* _Written request_
Can you change every "photograph above" in the records below to "image above", keep everything else the same, and leave the pictures out?

* _Exercise inputs_
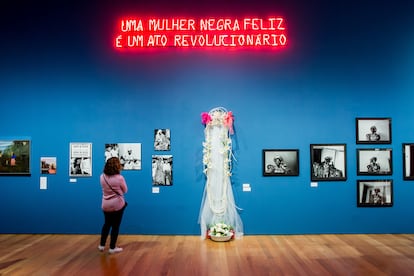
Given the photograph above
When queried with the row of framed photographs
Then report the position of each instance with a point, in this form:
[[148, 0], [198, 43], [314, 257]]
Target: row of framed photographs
[[328, 162]]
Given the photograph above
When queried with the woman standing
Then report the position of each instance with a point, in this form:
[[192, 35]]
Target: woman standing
[[113, 202]]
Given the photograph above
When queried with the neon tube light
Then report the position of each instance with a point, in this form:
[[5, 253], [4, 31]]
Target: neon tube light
[[249, 32]]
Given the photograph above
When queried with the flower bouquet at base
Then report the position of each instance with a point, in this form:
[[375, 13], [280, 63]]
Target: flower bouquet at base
[[220, 232]]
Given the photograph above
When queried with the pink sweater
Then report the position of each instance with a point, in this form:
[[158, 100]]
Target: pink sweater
[[110, 200]]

* _Result of this exercise_
Given the image above
When queried with the row of framed photographs
Then report the position of each instance with a point, in this form:
[[148, 0], [198, 43], [314, 257]]
Target: row of framed photographs
[[328, 162]]
Given the image above
When queried with the woman standing
Then report the position of each instance with a point, in this form:
[[192, 35]]
Target: woman standing
[[113, 202]]
Given the image above
When queried with the neon tube light
Then report the position of each instance with a point, in this form:
[[5, 253], [4, 31]]
Target: neon tube light
[[249, 32]]
Given the image above
When queried with the flower bouquet at base
Then report the position of each instance with a point, in this form:
[[375, 13], [280, 63]]
Target: flower bouquet at base
[[220, 232]]
Given the image above
When queried with the pink sweater
Then report the position of each instance with a point, in this form:
[[158, 100]]
Target: pink sweater
[[110, 200]]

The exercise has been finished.